start

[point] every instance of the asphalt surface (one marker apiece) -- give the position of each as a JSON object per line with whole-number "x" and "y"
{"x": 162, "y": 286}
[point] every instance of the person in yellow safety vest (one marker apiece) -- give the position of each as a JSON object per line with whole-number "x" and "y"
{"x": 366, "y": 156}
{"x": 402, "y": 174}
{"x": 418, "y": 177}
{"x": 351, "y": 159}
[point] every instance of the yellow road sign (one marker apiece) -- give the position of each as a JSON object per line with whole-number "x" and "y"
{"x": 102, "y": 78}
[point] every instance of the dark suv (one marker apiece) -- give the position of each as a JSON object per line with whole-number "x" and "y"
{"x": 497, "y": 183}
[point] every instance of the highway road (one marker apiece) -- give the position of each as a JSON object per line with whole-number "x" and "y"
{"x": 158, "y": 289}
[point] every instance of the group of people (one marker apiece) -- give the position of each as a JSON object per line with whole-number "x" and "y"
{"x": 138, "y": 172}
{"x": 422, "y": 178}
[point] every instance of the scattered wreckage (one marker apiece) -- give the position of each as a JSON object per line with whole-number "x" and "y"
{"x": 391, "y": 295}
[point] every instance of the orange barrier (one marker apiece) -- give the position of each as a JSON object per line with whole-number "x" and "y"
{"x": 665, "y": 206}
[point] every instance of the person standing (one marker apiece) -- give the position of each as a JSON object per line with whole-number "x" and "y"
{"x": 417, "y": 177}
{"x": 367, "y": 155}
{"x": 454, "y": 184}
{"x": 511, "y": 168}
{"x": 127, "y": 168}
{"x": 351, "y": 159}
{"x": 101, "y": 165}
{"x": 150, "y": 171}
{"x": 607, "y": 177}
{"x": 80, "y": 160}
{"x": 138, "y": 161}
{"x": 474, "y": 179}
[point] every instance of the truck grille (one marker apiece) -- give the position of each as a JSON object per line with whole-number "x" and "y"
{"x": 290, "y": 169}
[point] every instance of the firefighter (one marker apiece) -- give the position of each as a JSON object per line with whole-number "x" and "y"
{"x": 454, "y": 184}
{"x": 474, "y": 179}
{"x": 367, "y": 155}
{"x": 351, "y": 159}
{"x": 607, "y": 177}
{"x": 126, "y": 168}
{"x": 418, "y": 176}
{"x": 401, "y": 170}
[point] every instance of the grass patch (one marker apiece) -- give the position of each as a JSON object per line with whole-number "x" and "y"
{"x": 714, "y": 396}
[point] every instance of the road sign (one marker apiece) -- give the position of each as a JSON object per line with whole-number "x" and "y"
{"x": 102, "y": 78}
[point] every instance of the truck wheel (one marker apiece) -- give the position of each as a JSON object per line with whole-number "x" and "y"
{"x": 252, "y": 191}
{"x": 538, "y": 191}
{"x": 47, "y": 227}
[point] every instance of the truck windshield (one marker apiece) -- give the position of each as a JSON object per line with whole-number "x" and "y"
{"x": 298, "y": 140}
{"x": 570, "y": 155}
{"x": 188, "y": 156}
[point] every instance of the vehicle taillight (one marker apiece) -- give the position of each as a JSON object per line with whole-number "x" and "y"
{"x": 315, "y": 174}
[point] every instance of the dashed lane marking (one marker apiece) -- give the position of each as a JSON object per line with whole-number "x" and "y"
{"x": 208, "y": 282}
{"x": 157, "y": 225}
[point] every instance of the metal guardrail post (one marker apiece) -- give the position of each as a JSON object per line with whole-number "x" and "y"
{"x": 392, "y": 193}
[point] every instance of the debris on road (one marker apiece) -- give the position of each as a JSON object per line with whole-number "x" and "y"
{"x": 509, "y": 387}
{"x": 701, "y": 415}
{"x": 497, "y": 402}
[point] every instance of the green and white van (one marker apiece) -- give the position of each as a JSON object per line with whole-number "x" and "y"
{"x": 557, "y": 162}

end

Reproduce all of the entries word for word.

[point] every instance of the asphalt surface (one marker apiece) -- give the position of each as a JSON object per line with whole-number "x" and "y"
{"x": 162, "y": 286}
[point] every instance of the person in yellow safety vest (one marker apiece) -- give the position of each as a JSON object per line with whole-number "x" and "y"
{"x": 366, "y": 156}
{"x": 402, "y": 174}
{"x": 418, "y": 177}
{"x": 351, "y": 159}
[point] every instance of the yellow road sign (one marker apiece) -- give the position of each as a JSON object per line with whole-number "x" and "y"
{"x": 102, "y": 78}
[point] every instance of the dark suv (one marker apiece) -- give the position of each as a JSON object per line with whole-number "x" and "y"
{"x": 497, "y": 183}
[point] every instance of the highway road (one marker apiece) -- give the position of each as a JSON object per line with whole-number "x" and "y"
{"x": 158, "y": 289}
[point] every instance of the group of people (one marker apiece) -- give the position of each as a JSON object per line with whole-number "x" and "y"
{"x": 138, "y": 172}
{"x": 422, "y": 178}
[point] every instance of the scattered wreckage (one marker apiece) -- give the position of each as a JSON object per line with whole-number "x" and "y"
{"x": 391, "y": 295}
[point] every instance of the orange barrier (one marker apiece) -- give the position of each as a JSON object per line with whole-number "x" and "y"
{"x": 665, "y": 206}
[point] every instance of the person standing (one marker apiece) -- give the position of each as a JSON object per line with whole-number "x" and "y"
{"x": 417, "y": 177}
{"x": 367, "y": 155}
{"x": 454, "y": 184}
{"x": 511, "y": 168}
{"x": 127, "y": 168}
{"x": 351, "y": 159}
{"x": 101, "y": 165}
{"x": 150, "y": 171}
{"x": 607, "y": 177}
{"x": 80, "y": 160}
{"x": 138, "y": 161}
{"x": 474, "y": 179}
[point] every instance of the truck grille (one marker apiece) -- give the position of each as a JSON object per line with whole-number "x" and "y"
{"x": 290, "y": 169}
[point] every instance of the firefighter (one marker apiece) -- give the position of each as a JSON object per line with whole-number "x" and "y"
{"x": 454, "y": 184}
{"x": 474, "y": 179}
{"x": 367, "y": 155}
{"x": 351, "y": 159}
{"x": 607, "y": 177}
{"x": 126, "y": 168}
{"x": 418, "y": 176}
{"x": 401, "y": 170}
[point] every instance of the grass patch (one marker apiece) -- give the position of each as a JSON object per line with whole-number "x" and "y"
{"x": 714, "y": 396}
[point] every instance of the road sign (one marker apiece) -- give the position of each as a JSON object per line with whole-number "x" and "y"
{"x": 102, "y": 78}
[point] every instance of the truck wheel (one marker apiece) -- give the position of each as a JSON object per line with whole-number "x" and "y"
{"x": 252, "y": 191}
{"x": 538, "y": 191}
{"x": 47, "y": 227}
[point] every instance of the truck windshield (one marker apiece) -- give the position of each as a JSON object per line with whole-number "x" and "y"
{"x": 298, "y": 140}
{"x": 570, "y": 155}
{"x": 188, "y": 156}
[point] every instance of the vehicle taillight (one marker apiece) -- give the position of each as a JSON object per line with whole-number "x" and "y"
{"x": 315, "y": 174}
[point] every instance of the dashed lane marking (one marker apiece) -- give the position of each as a JSON object per line with whole-number "x" and "y"
{"x": 208, "y": 282}
{"x": 157, "y": 225}
[point] every instance of the metal guardrail post (one marker apiece) -- give the position of each as a JSON object per line with whole-number "x" and "y"
{"x": 392, "y": 193}
[point] every instance of the debris on road (one marker apiece) -- give the position of each as a JSON object per line with whole-number "x" and "y"
{"x": 509, "y": 387}
{"x": 701, "y": 415}
{"x": 497, "y": 402}
[point] every instance of the green and white van (one marker apiece) -- give the position of each as a JSON object per line with whole-number "x" and "y"
{"x": 557, "y": 162}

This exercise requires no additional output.